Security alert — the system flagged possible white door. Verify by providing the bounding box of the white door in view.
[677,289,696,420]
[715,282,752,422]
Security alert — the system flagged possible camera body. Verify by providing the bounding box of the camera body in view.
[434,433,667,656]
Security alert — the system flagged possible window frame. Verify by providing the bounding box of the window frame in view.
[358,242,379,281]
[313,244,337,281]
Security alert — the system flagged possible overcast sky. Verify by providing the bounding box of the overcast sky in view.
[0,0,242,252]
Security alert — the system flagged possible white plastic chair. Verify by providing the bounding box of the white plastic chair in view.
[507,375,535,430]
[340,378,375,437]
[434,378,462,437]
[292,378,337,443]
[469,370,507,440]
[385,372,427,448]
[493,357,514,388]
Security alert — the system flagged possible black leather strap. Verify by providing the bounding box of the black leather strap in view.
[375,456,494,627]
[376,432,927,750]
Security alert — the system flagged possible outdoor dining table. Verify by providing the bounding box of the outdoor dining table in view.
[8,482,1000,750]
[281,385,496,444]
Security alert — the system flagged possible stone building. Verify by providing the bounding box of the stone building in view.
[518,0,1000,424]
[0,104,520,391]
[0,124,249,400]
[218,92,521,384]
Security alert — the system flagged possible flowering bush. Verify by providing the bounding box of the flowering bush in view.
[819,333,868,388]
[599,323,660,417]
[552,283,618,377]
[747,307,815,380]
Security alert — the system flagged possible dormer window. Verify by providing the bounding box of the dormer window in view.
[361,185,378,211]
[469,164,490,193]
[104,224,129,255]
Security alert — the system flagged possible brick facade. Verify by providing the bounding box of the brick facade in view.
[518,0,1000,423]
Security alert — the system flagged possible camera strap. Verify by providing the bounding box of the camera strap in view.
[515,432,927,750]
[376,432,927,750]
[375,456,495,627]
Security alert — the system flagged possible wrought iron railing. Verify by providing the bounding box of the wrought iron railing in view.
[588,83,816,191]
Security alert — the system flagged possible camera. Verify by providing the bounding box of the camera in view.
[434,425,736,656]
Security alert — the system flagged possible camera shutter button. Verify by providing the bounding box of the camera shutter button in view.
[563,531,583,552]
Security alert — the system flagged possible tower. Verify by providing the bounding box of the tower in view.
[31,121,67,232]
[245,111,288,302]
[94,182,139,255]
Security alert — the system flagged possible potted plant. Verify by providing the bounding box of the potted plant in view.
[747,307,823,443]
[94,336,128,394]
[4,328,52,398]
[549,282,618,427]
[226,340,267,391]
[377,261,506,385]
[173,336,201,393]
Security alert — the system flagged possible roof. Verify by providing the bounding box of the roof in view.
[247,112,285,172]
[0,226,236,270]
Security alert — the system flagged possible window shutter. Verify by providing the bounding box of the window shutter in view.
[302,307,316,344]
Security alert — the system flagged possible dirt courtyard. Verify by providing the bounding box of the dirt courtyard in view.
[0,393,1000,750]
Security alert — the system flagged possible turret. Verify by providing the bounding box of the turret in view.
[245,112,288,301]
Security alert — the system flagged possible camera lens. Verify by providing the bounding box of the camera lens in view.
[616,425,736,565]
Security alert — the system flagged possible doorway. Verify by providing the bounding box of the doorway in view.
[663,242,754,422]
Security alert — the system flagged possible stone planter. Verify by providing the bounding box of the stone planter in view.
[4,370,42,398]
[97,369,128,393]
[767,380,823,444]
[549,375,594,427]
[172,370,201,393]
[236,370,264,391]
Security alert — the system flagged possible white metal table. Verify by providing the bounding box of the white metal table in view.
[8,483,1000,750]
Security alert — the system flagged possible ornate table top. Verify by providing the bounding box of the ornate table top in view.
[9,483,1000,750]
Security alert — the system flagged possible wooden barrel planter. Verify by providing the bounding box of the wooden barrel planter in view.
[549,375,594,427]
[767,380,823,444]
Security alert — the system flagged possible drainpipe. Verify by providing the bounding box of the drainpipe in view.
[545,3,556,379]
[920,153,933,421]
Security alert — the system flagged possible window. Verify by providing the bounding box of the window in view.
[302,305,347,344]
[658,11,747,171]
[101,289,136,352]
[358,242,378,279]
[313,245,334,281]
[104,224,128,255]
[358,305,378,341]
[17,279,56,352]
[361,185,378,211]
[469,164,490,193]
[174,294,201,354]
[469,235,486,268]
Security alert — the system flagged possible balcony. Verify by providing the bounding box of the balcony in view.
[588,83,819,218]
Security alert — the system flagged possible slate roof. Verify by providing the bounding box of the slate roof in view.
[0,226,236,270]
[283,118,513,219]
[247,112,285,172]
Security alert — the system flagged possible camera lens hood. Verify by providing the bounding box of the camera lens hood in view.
----------------------------------------
- _Challenge_: Copy out in full each line of the rows above that contains the word "white". Case counts, so a line qualifies only if the word appears in that same case.

- _Output below_:
Security alert — the system flagged possible white door. Verify by providing the bounding box of the white door in view.
Security alert — the system flagged possible white plastic chair. Verify by providing the bounding box of the white plastic chair in view.
Security alert — the system flagged possible white metal table. Verify by providing the bounding box of the white metal table in view.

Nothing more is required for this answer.